*WORK REQUIRED*. Look for "below" in each line of the records, and copy the lines that have it.

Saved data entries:
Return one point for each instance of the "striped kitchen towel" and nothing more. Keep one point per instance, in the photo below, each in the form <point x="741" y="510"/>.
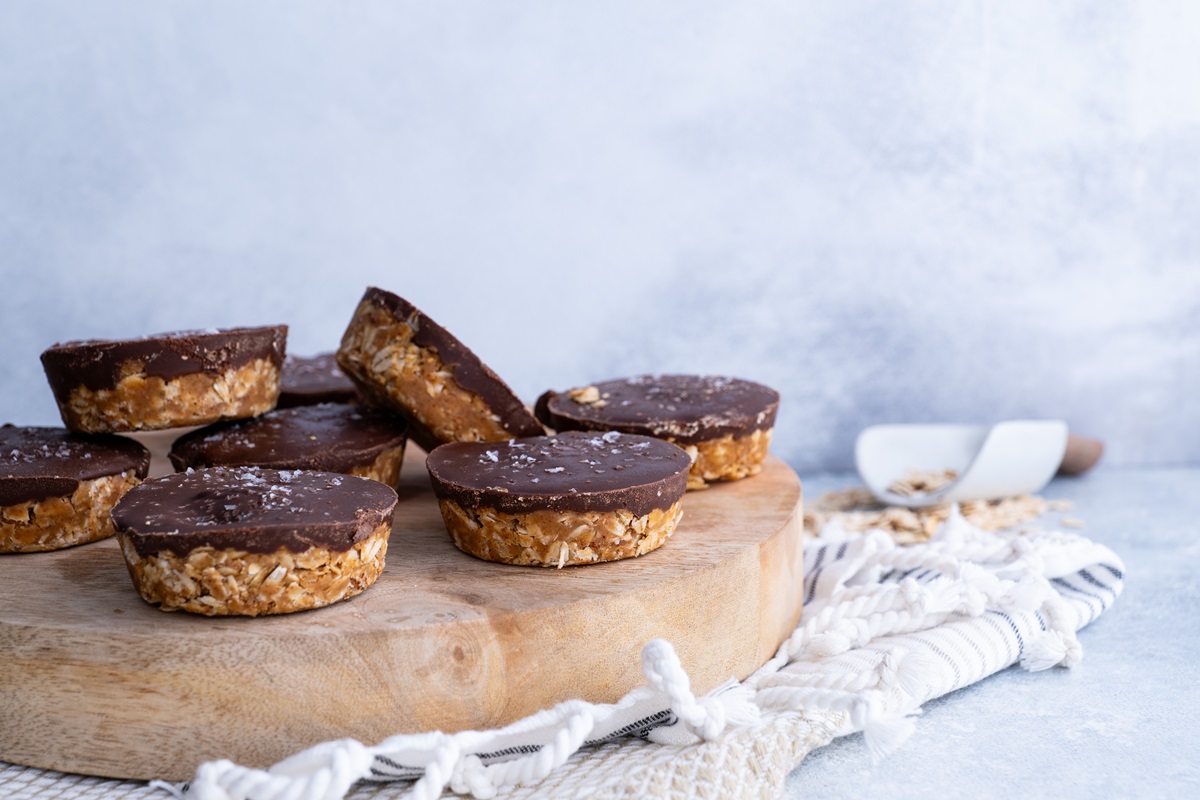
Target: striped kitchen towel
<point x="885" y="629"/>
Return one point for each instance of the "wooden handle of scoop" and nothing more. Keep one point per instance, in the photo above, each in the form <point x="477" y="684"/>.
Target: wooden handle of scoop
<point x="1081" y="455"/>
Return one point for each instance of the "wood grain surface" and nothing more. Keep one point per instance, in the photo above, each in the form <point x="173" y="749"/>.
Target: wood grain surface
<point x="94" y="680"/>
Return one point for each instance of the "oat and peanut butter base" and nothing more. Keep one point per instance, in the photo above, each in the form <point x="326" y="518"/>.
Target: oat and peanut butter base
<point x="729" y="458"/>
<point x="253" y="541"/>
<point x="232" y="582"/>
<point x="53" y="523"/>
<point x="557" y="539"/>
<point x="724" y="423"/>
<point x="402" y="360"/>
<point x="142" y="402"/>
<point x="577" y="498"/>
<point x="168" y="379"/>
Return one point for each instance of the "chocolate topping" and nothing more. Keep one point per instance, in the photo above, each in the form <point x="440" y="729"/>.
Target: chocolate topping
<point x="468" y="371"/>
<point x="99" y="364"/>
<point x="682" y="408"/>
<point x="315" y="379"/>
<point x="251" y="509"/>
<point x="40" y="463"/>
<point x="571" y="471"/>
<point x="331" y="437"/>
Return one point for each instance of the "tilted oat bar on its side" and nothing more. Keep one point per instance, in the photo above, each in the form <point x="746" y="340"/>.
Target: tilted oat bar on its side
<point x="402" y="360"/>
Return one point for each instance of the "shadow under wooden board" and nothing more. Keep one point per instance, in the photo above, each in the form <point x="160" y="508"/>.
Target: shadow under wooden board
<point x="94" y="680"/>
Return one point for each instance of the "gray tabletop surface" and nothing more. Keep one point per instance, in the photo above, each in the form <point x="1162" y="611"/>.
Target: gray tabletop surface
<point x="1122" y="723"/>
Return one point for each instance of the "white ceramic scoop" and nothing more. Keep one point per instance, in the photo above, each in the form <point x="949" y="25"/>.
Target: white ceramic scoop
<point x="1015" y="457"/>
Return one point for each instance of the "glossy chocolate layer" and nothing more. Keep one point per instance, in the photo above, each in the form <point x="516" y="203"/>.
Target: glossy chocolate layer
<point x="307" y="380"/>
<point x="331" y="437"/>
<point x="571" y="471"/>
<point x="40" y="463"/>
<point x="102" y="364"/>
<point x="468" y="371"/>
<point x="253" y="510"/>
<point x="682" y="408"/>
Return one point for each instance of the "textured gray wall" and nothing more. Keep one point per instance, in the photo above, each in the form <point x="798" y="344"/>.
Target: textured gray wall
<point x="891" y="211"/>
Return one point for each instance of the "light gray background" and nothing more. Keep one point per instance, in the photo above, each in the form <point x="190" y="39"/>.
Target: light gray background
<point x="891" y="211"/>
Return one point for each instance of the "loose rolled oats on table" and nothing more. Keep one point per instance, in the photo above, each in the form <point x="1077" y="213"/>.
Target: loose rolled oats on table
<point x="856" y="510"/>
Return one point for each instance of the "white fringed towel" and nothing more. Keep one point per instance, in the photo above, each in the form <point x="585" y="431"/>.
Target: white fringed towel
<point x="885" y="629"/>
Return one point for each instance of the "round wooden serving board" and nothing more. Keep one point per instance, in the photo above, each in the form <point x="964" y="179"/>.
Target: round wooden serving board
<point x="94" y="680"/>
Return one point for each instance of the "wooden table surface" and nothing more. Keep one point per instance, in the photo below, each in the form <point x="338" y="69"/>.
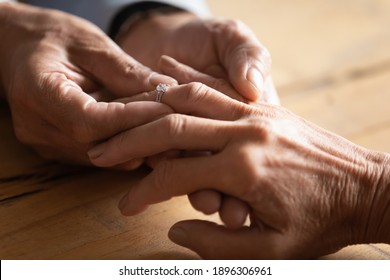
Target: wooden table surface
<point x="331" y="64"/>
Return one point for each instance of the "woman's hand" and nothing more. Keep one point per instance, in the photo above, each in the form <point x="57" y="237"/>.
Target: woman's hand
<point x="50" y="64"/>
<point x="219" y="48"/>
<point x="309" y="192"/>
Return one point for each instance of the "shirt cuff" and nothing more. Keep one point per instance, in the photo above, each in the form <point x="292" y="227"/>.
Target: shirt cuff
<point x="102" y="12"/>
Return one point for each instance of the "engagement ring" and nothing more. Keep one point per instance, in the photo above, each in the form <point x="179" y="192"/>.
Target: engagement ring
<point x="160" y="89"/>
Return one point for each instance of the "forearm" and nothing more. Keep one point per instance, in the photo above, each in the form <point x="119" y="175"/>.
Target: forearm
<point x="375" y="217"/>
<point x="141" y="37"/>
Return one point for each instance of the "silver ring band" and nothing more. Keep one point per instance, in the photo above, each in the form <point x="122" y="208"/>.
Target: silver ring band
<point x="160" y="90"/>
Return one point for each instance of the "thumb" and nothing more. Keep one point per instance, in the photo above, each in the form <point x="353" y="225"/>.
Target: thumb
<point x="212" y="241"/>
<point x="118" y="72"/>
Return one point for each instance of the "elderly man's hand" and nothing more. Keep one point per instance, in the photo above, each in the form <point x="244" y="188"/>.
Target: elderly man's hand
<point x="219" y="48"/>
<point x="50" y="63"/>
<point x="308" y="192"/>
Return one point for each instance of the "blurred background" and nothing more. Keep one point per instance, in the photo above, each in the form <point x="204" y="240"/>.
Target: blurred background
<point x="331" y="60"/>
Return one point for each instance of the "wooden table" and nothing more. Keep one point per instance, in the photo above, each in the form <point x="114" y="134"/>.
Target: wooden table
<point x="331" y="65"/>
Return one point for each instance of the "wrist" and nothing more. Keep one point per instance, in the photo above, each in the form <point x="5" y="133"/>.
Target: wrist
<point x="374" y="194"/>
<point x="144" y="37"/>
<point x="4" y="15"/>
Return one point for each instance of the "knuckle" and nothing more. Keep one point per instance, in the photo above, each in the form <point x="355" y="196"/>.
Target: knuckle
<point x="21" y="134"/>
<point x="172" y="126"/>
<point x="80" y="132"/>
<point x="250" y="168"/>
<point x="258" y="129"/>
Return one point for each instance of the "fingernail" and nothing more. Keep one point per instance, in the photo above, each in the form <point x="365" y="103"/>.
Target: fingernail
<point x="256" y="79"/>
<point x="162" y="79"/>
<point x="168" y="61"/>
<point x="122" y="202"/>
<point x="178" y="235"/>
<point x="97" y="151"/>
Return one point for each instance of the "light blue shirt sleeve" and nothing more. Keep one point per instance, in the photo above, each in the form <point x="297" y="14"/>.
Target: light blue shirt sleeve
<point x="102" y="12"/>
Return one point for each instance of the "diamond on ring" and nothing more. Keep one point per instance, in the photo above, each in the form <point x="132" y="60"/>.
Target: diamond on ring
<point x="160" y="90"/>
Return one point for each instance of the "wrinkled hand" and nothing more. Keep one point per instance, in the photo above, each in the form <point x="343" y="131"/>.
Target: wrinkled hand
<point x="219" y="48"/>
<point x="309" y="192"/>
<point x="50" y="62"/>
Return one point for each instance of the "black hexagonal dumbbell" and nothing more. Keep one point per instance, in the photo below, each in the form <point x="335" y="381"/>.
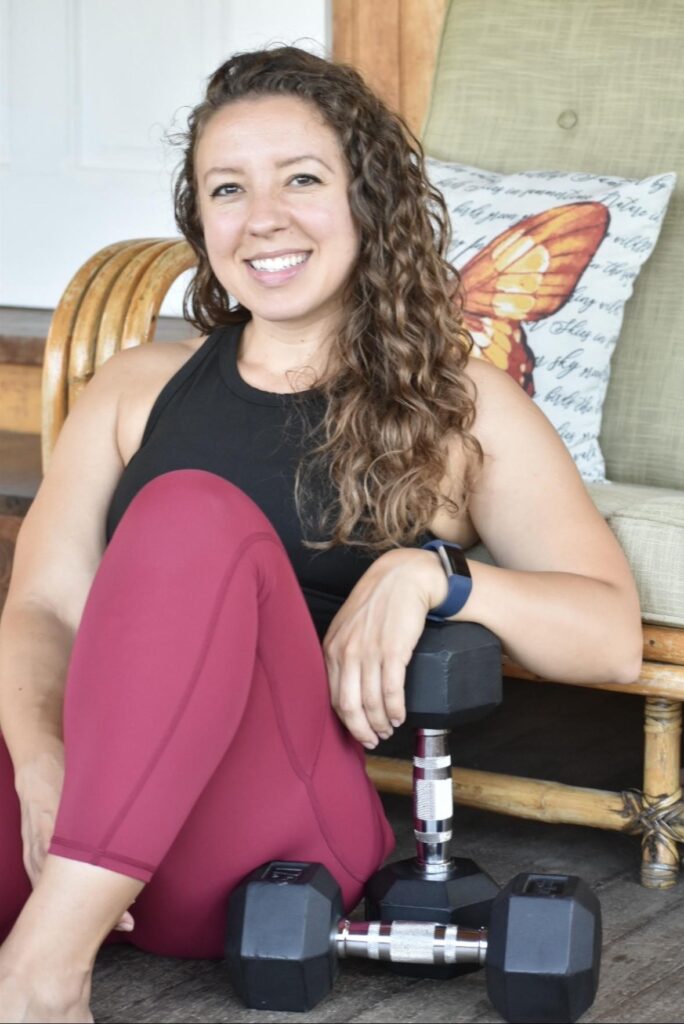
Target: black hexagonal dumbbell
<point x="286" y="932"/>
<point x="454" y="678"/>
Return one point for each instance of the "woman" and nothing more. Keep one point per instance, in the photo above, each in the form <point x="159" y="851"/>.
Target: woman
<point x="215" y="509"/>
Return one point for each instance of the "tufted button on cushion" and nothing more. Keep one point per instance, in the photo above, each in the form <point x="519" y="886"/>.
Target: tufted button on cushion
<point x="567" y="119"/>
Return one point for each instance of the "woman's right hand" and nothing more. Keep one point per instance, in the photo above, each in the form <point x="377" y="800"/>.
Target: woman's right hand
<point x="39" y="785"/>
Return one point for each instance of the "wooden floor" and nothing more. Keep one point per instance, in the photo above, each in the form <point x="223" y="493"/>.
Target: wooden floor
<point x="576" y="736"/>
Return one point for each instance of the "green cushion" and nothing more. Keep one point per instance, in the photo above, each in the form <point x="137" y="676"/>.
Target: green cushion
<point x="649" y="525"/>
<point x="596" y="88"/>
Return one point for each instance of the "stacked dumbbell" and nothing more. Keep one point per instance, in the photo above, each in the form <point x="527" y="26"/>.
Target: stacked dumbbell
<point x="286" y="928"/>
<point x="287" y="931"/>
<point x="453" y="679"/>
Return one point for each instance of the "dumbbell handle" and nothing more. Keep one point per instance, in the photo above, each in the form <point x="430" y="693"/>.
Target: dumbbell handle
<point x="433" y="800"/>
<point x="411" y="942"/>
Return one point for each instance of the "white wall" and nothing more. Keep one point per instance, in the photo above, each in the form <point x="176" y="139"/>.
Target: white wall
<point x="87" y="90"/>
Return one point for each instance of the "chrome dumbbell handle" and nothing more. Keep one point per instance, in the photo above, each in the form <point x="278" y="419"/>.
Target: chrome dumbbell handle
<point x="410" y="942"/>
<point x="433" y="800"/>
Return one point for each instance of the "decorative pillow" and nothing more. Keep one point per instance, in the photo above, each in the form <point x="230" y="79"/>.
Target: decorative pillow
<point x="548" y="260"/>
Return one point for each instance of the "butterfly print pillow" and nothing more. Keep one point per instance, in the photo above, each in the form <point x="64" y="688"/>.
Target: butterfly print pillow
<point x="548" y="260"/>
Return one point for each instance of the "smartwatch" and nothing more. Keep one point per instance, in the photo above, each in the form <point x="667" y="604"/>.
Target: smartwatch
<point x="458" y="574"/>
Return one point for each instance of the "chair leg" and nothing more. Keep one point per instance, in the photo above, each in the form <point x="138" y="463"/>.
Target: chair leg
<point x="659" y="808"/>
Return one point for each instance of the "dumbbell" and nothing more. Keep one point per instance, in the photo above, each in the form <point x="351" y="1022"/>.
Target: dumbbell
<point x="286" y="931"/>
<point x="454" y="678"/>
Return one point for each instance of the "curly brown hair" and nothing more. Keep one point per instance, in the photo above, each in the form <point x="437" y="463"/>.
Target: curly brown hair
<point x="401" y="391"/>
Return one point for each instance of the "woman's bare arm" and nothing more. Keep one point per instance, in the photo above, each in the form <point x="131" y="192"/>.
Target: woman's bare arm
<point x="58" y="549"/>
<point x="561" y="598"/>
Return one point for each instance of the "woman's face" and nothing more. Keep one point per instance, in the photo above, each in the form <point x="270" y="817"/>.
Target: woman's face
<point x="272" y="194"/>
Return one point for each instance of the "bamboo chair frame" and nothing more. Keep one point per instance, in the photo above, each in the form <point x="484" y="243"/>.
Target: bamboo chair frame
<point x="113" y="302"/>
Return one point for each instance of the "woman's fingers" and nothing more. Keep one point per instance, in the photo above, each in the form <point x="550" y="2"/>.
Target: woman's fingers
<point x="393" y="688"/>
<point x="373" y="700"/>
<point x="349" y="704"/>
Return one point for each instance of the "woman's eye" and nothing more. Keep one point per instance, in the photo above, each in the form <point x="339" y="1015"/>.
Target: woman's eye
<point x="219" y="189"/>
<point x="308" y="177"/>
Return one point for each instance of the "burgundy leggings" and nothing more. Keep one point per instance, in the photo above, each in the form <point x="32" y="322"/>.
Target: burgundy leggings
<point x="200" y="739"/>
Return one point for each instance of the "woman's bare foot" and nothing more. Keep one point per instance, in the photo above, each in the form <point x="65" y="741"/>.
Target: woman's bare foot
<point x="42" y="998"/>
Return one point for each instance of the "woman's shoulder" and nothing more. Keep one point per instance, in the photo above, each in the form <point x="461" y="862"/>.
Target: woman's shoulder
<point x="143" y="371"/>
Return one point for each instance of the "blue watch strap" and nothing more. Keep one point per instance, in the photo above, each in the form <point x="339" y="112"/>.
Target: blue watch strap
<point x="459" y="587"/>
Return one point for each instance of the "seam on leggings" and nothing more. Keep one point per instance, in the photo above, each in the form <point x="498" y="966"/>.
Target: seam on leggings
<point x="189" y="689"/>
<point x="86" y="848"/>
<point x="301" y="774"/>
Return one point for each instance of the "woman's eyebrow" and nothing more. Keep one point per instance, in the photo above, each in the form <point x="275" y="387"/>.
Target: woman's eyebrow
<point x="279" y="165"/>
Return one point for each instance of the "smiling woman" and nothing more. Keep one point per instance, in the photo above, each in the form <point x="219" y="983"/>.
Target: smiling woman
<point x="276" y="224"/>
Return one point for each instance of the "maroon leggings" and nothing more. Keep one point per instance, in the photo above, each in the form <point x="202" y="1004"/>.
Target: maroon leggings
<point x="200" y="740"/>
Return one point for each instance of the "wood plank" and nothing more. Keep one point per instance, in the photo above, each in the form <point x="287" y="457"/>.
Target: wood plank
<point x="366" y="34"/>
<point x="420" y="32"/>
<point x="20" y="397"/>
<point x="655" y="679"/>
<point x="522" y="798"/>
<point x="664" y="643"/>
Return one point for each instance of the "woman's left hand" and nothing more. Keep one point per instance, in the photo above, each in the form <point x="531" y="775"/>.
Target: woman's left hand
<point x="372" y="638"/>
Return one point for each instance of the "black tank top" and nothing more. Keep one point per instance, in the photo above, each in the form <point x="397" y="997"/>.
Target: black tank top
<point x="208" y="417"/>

*EXERCISE RESULT*.
Return one point for each instance of the "striped kitchen towel" and nothing more. Keep one point per instance, in the photo below, each in the form <point x="741" y="510"/>.
Return one point for each instance of the "wooden table surface" and nothing more. Keep one point per instance, in the photo below, each in the form <point x="338" y="69"/>.
Return one point for each instance of the "black hexagonal dumbbell" and nothing more. Keep one point per instance, in the photo below, each in the form <point x="335" y="381"/>.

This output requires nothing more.